It's time to talk once again.

Nov 13, 2008 22:02

So I'd like to talk more on my thoughts about suicide. First off, in case you have not noticed, these posts are not "friends only". They are public. This was a conscious decision on my part. This is who I am, and I'm tired of hiding it. Sure, employers don't need to know about it, but I'm smart enough to not have my internet pseudonym be linked to my work-use stuff.

Regardless, feel free to discuss it amongst yourselves, if you want. Tell other people, if you think they should know (or if you just want to gossip about me, as there is never enough gossip going on about me), or, hell, link to any of these posts anywhere you like. I doubt you'll have cause to, but if you want, it's there. After all, suicidal thoughts are something society (by which I mean American society) shames and looks down on. Don't get me wrong. I know that there are people working in suicide prevention who generally care about their cause. I don't mean to speak lightly of their profession. I realize, though, that I might be about to do just that.

So those of us who do think about suicide, a lot or a little, learn very quickly to keep our mouths shut about it. Otherwise, we are suddenly treated very differently, and not necessarily in a good way. There are all kinds of doubts about broaching the subject. Will we be taken seriously? Will people treat us like we're crazy? Will they try to lock us up for our "own good"?

PROVIDED MATERIAL |
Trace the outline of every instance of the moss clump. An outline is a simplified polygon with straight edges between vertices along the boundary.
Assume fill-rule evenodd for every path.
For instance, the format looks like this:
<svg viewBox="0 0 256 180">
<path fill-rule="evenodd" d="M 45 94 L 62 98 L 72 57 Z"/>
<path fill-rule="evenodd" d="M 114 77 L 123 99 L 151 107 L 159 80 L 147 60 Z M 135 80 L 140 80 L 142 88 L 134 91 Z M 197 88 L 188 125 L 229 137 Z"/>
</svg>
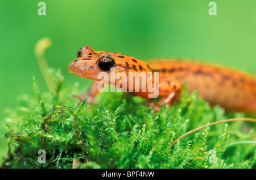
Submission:
<svg viewBox="0 0 256 180">
<path fill-rule="evenodd" d="M 51 72 L 56 93 L 40 93 L 34 79 L 34 94 L 9 111 L 9 150 L 2 168 L 255 168 L 256 145 L 244 143 L 255 142 L 253 123 L 207 125 L 171 147 L 189 130 L 243 116 L 210 107 L 196 91 L 188 95 L 185 89 L 179 103 L 154 114 L 141 105 L 144 100 L 123 93 L 102 93 L 98 104 L 78 106 L 69 97 L 75 90 L 64 85 L 59 71 Z M 38 161 L 40 149 L 45 163 Z"/>
</svg>

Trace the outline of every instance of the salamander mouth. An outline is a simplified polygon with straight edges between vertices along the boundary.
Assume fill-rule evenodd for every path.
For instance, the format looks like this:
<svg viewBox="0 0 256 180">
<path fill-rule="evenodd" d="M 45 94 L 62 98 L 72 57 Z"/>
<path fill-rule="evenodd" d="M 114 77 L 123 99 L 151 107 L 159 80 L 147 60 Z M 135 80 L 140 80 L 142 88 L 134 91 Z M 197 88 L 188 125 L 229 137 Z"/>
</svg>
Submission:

ASSIGNED TASK | In the blog post on suicidal thoughts, which society does the writer say shames and looks down on suicidal thoughts? The entries have nothing to do with the blog post on suicidal thoughts.

RESULT OF THIS EXERCISE | American society.